Exercise instructions:
A - Reproduce the passage of the WNEO article between "WNEO first signed" and "owned-and-operated station WVPX-TV).", inclusive.
B - Write the next part of the WNEO article, picking up after its final sentence.

Document passage:
WNEO (channel 45) is a non-commercial educational television station licensed to Alliance, Ohio, United States. It is simulcast full-time over satellite station WEAO (channel 49) in Akron, Ohio. Both are member stations of PBS and jointly brand as PBS Western Reserve. WNEO is the Youngstown market's PBS station of record, while WEAO provides the Cleveland market with a second choice for PBS programming alongside the market's primary PBS station, WVIZ (channel 25).

WNEO and WEAO are owned by Northeastern Educational Television of Ohio, which is a consortium of the University of Akron, Kent State University and Youngstown State University. The two stations operate from studios on Kent State's campus in Kent, northeast of Akron and roughly west of Youngstown. WNEO's transmitter is located in Salem, while WEAO's transmitter is based in Copley Township.

WNEO also operates W13DP-D, a low-power digital translator in Youngstown, which serves low-lying areas in the Mahoning Valley that are not covered from the main WNEO signal. The translator signed on as analog W58AM in May 1980, converted to digital as W44CR-D in November 2009, and moved to its current channel in November 2019.

Overview

WNEO first signed on the air on May 30, 1973. It was originally intended to serve all of northeast Ohio from Youngstown to Cleveland. Its city of license, Alliance, is split between both major markets in the region. Most of the city is in Stark County, which is in the Cleveland market; a small portion is in Mahoning County, home to Youngstown. However, it was later decided to reorient WNEO to serve Youngstown and sign on a satellite station to serve Akron and Cleveland. That station, WEAO, signed on the air more than two years later on September 21, 1975. Prior to WEAO's sign-on, the channel 49 allocation in the Cleveland/Akron market was occupied by Akron-based WAKR-TV from 1953 to 1967, when that station moved to UHF channel 23 (WAKR now operates as Ion Television owned-and-operated station WVPX-TV).

Until October 1, 2008, WEAO and WNEO were jointly branded as "PBS 45 & 49". On October 1, 2008, at 5:30 a.m., WNEO and WEAO changed their on-air branding to "Western Reserve PBS", as part of the parent organization's overall branding change to Western Reserve Public Media. The rebranding was done to make the station's identity better reflect the viewing area, and due to the fact that the combined WNEO/WEAO operations are broadcast on different cable, satellite and UHF antenna channels in their respective service areas.

Records provided:
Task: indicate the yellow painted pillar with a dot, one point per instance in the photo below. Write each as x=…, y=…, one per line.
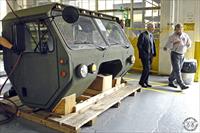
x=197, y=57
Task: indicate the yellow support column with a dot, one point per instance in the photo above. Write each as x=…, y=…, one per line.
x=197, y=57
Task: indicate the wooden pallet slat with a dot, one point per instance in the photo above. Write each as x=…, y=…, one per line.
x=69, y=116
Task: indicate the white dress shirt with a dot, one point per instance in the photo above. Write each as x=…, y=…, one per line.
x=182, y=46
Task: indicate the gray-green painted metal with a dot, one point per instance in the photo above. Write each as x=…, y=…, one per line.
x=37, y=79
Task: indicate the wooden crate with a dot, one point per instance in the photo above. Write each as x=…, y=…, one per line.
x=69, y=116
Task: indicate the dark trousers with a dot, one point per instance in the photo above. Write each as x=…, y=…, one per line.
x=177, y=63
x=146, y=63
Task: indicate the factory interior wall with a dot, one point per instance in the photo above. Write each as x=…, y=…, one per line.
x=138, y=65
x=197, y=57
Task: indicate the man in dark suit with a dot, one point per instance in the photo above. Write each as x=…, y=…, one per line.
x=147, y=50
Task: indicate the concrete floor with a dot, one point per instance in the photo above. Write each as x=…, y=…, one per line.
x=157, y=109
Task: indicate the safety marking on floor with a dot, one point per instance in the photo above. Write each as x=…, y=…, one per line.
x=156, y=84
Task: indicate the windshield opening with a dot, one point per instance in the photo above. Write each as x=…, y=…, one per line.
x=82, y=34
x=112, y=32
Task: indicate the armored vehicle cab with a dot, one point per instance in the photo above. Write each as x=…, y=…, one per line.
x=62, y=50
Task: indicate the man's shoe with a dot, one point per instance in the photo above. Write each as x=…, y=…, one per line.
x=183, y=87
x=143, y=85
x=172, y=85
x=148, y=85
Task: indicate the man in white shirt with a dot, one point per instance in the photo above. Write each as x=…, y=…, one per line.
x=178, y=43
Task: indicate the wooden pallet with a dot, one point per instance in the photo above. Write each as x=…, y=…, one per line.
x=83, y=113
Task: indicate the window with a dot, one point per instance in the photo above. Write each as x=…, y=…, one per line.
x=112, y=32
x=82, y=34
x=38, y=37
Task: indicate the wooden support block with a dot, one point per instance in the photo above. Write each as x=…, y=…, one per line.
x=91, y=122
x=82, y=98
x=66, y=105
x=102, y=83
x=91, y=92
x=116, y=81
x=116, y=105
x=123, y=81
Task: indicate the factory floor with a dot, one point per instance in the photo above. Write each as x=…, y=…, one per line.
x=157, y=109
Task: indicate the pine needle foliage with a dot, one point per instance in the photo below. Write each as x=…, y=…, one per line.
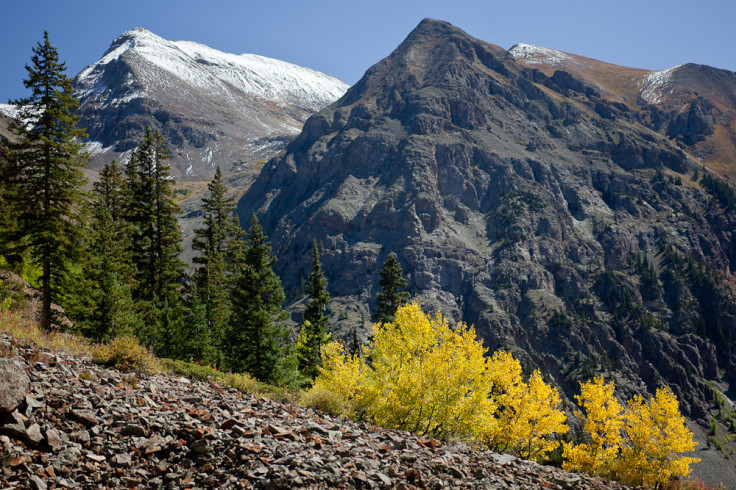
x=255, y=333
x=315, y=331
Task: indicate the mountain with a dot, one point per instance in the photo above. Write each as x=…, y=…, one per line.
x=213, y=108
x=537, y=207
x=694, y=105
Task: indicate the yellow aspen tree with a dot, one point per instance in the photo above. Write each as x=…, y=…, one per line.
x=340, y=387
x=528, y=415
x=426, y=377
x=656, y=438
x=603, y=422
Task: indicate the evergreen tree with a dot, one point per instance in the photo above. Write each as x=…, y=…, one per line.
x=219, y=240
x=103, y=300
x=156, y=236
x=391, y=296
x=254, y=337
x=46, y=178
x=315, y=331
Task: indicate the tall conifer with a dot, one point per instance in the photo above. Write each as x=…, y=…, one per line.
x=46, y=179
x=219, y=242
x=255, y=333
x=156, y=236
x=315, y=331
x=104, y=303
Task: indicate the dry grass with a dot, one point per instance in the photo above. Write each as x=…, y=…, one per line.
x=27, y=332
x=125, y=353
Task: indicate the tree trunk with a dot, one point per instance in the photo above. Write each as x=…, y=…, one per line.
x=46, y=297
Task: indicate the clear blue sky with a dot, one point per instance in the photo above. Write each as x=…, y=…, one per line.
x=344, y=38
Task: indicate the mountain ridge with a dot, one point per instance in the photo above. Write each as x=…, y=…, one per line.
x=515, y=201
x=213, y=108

* * *

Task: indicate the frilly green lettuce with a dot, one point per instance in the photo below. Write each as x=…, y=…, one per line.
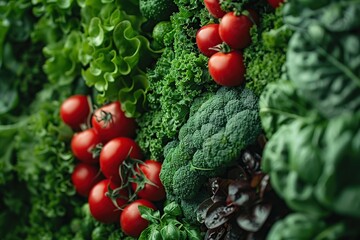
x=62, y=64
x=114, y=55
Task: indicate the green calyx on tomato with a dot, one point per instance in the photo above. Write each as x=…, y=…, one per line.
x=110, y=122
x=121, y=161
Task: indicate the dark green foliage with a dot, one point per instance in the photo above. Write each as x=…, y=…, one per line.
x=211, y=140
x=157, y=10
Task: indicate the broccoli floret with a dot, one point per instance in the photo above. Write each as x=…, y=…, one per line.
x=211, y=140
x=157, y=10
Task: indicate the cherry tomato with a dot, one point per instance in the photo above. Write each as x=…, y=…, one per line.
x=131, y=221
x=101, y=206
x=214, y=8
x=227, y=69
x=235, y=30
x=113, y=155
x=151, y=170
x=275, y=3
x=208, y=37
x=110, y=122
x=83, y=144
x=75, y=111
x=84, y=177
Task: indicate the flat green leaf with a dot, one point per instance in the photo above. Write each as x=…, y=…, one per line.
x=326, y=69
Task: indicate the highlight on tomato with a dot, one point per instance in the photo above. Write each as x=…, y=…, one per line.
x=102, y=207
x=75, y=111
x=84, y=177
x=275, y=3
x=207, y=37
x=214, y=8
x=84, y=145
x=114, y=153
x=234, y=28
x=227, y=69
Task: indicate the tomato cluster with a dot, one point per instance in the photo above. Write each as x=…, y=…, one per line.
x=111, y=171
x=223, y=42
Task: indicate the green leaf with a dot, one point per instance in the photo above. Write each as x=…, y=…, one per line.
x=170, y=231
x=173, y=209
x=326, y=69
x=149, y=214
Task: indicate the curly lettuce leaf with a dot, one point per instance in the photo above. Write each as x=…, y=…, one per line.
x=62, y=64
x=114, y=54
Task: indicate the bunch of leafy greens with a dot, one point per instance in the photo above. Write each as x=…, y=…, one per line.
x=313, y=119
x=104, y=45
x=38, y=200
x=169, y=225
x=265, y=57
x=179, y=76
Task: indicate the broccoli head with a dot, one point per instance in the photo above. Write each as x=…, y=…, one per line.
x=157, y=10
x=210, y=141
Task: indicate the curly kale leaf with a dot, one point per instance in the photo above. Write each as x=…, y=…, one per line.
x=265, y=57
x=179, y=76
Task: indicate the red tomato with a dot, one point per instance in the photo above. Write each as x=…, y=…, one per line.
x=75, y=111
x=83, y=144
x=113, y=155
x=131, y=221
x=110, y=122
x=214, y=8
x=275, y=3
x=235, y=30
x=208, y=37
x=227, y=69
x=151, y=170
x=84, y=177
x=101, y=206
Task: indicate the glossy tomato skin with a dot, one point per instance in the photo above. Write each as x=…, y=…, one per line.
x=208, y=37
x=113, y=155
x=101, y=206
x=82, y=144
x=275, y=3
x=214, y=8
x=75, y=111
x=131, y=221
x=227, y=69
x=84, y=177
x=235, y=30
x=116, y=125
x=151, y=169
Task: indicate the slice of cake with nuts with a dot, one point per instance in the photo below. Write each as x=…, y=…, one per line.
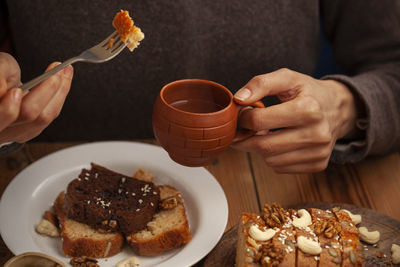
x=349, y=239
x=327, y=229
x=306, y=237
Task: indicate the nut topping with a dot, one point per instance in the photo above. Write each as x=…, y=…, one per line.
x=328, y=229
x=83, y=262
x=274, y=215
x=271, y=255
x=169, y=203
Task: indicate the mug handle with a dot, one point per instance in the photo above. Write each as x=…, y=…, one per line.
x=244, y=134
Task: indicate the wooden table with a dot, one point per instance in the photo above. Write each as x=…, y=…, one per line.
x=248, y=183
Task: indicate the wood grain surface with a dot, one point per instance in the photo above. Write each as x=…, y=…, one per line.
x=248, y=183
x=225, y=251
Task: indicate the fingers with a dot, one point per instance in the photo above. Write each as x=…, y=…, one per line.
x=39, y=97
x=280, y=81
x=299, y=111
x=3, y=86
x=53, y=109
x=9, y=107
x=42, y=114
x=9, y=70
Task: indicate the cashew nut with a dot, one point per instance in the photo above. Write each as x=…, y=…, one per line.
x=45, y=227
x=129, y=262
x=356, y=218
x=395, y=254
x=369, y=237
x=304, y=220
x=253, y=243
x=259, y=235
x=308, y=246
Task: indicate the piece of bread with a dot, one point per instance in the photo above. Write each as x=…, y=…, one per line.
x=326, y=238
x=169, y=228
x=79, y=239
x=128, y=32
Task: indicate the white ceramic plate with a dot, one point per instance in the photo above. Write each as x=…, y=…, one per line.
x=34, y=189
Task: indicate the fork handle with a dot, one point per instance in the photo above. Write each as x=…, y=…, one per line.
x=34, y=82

==

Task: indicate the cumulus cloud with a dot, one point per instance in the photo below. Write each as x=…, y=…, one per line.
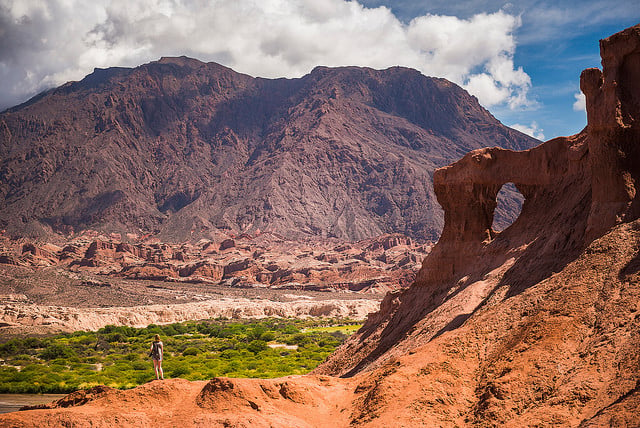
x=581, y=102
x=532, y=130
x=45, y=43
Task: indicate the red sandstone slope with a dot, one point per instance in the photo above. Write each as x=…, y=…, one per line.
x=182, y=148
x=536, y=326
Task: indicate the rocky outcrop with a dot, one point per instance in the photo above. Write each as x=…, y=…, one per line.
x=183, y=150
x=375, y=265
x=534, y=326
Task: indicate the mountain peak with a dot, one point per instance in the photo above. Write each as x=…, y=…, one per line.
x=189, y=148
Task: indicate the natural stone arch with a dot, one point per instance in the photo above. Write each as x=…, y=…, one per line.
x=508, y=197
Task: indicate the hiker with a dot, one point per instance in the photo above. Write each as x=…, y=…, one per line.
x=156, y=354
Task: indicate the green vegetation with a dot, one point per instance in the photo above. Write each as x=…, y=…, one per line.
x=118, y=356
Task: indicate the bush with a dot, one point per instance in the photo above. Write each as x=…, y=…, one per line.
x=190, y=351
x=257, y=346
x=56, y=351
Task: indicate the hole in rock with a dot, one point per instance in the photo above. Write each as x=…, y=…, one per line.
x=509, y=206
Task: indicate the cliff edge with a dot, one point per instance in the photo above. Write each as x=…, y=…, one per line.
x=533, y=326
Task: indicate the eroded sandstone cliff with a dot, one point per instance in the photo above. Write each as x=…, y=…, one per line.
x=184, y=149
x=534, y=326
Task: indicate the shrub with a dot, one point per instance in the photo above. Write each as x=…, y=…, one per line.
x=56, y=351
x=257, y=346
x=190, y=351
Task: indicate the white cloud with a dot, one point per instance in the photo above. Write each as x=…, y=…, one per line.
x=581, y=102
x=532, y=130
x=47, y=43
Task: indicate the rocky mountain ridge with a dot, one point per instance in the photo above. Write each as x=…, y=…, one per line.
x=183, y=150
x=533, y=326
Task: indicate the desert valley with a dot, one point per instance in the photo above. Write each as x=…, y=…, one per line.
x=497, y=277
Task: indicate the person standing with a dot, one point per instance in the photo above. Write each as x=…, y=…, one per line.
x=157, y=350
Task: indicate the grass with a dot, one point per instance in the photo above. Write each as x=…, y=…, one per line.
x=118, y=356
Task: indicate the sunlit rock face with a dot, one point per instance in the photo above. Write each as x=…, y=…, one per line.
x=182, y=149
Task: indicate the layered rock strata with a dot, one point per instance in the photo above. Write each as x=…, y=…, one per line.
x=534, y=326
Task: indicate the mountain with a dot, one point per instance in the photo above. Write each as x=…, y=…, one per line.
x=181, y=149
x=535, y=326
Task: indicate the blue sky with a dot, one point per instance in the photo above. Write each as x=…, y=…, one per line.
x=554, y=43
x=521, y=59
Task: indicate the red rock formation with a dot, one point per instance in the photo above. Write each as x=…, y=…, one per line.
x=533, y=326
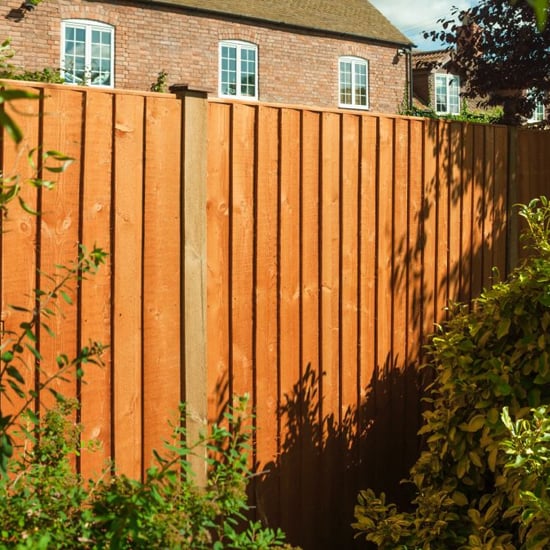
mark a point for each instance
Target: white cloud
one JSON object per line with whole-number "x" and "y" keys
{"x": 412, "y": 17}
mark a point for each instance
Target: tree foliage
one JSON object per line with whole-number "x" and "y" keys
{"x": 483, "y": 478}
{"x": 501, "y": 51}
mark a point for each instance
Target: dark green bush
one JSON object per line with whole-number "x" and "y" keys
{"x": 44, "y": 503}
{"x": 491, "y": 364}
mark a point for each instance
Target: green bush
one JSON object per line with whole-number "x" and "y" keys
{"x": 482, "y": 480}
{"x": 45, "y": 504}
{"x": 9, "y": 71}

Task-by-task outputs:
A -
WNEO first signed on the air on May 30, 1973. It was originally intended to serve all of northeast Ohio from Youngstown to Cleveland. Its city of license, Alliance, is split between both major markets in the region. Most of the city is in Stark County, which is in the Cleveland market; a small portion is in Mahoning County, home to Youngstown. However, it was later decided to reorient WNEO to serve Youngstown and sign on a satellite station to serve Akron and Cleveland. That station, WEAO, signed on the air more than two years later on September 21, 1975. Prior to WEAO's sign-on, the channel 49 allocation in the Cleveland/Akron market was occupied by Akron-based WAKR-TV from 1953 to 1967, when that station moved to UHF channel 23 (WAKR now operates as Ion Television owned-and-operated station WVPX-TV).

B -
Technical information

Subchannels 
The stations' digital signals are multiplexed:

WNEO and WEAO carried Create on digital channels 45.3 and 49.3 and the Ohio Channel on digital channels 45.4 and 49.4 until August 2007, when the two subchannels were removed to make room for their high definition feeds. The analog simulcast of WNEO/WEAO remained on digital channels 45.2 and 49.2 until the June 12, 2009, digital transition, when they were replaced with Western Reserve PBS Fusion, a local service which aired concerts and music-related programs until August 1, 2009, at which point it switched to a mix of local programming; WNEO/WEAO then added MHz Worldview to digital channels 45.3 and 49.3 on June 13. WNEO and WEAO carried V-Me on digital channels 45.4 and 49.4 on September 19, 2009. The channel was discontinued in April 2017.

Translator

Analog-to-digital conversion
WNEO discontinued regular programming on its analog signal, over UHF channel 45, on November 19, 2008. Two days later on November 21, the station's digital signal relocated from its pre-transition UHF channel 46 to channel 45 for post-transition operations.

WEAO discontinued regular programming on its analog signal, over UHF channel 49, on June 12, 2009, the official date in which full-power television stations in the United States transitioned from analog to digital broadcasts under federal mandate. The station's digital signal remained on its pre-transition UHF channel 50, using PSIP to display the station's virtual channel as its former UHF analog channel 49.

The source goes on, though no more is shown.